Problem details: Each line from the start of the records through the line containing "Target: parked farm implement" is to be transcribed exactly, and no other line is to be included.
*** Opening Stored data ***
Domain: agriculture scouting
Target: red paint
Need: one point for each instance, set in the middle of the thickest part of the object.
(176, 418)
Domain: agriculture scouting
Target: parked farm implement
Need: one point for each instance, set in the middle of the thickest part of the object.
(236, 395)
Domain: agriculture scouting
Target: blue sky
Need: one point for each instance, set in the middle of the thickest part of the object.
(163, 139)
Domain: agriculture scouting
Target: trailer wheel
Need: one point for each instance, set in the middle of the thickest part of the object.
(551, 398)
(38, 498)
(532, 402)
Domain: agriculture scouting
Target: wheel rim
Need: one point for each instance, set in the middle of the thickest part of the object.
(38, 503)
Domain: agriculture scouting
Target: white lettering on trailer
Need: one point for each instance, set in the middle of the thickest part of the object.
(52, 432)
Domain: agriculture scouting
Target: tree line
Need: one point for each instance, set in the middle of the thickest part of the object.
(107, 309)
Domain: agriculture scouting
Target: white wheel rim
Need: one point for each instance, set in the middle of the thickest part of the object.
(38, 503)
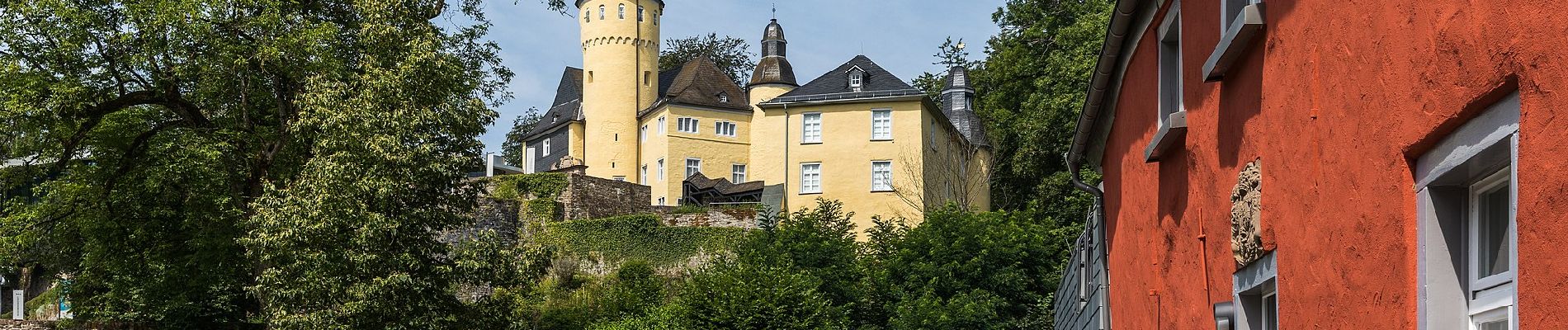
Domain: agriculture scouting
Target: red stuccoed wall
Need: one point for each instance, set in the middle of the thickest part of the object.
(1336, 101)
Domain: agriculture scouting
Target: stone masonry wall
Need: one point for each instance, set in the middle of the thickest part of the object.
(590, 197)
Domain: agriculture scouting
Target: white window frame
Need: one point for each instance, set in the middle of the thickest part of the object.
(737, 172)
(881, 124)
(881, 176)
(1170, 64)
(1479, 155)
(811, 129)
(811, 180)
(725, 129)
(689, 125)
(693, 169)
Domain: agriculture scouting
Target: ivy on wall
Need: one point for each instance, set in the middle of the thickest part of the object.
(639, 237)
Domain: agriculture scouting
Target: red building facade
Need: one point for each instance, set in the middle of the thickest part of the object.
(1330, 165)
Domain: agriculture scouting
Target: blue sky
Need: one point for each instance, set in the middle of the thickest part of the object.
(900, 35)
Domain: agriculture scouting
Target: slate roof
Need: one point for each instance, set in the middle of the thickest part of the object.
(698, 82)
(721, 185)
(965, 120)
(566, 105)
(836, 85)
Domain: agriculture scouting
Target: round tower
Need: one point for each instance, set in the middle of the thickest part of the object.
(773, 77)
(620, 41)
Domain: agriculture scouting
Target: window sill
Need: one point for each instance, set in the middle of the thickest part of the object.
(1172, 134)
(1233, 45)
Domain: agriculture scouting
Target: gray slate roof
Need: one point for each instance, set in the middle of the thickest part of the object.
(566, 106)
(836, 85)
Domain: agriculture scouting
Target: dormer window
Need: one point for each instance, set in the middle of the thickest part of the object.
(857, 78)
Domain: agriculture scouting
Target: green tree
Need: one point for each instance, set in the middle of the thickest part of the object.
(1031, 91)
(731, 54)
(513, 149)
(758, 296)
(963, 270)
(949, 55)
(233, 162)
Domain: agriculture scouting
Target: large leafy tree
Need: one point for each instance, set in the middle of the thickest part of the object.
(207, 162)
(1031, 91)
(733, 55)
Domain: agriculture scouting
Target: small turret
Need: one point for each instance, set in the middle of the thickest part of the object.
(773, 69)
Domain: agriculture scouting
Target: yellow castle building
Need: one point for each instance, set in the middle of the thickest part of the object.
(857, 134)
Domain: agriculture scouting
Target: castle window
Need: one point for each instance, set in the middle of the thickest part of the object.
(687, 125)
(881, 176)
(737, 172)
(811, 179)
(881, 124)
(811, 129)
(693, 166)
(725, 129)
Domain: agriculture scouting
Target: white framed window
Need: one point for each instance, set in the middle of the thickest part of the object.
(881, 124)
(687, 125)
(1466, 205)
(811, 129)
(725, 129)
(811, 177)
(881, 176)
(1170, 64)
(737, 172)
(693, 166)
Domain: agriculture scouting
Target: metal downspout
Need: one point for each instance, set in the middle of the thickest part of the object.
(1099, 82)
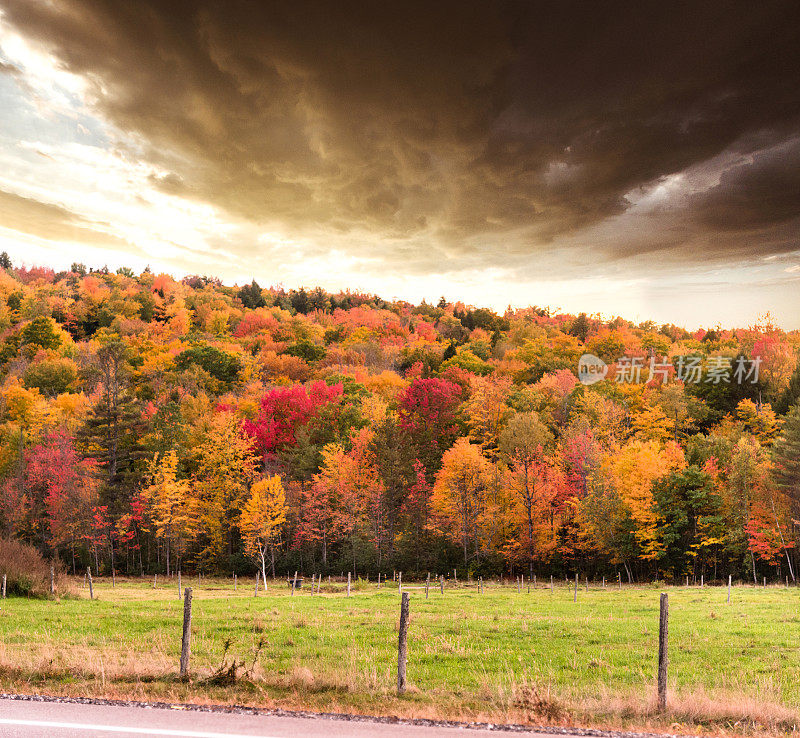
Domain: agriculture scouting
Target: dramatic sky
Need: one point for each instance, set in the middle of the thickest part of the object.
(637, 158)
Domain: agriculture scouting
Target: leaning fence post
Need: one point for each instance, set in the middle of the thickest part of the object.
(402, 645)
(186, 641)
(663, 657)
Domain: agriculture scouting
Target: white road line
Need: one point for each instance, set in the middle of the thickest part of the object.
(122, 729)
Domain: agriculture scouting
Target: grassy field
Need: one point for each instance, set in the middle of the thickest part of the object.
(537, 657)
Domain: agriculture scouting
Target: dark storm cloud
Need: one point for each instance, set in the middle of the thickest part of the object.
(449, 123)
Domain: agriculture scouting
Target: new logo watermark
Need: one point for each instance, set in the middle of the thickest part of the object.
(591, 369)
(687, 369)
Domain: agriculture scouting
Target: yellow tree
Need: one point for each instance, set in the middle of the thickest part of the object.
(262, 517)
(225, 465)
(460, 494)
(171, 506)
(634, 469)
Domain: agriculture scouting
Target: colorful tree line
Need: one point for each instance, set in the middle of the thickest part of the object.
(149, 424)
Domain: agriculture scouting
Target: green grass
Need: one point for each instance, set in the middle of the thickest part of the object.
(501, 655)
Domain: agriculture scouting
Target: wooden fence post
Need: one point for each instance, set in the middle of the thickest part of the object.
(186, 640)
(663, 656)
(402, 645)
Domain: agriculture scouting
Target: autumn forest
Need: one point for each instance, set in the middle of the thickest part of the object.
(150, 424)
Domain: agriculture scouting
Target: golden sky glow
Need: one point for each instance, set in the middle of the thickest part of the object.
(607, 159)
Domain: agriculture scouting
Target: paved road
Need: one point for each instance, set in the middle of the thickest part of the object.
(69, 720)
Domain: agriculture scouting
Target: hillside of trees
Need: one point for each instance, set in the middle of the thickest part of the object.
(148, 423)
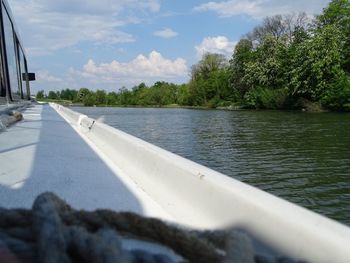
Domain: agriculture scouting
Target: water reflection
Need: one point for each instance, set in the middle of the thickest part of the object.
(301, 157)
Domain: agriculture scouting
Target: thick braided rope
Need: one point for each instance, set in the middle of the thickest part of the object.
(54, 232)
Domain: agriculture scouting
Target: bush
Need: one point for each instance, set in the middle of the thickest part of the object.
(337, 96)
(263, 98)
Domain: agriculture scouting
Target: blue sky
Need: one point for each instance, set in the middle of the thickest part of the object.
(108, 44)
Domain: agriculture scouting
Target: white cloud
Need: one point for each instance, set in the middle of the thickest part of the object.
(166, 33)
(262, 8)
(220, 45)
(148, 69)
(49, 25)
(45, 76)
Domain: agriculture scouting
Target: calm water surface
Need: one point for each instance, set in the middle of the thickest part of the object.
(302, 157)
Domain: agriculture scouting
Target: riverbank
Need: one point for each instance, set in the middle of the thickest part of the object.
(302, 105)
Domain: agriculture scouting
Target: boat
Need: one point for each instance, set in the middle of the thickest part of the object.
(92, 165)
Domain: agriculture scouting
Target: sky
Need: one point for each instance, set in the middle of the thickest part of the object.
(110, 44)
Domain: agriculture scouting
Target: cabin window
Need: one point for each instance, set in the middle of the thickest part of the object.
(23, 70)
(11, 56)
*** Closing Stored data ***
Output of the exercise:
Domain: agriculture scouting
Target: red paint
Need: one point for each instance, set in the middle of the thickest part of the object.
(176, 418)
Domain: agriculture scouting
Target: parked farm implement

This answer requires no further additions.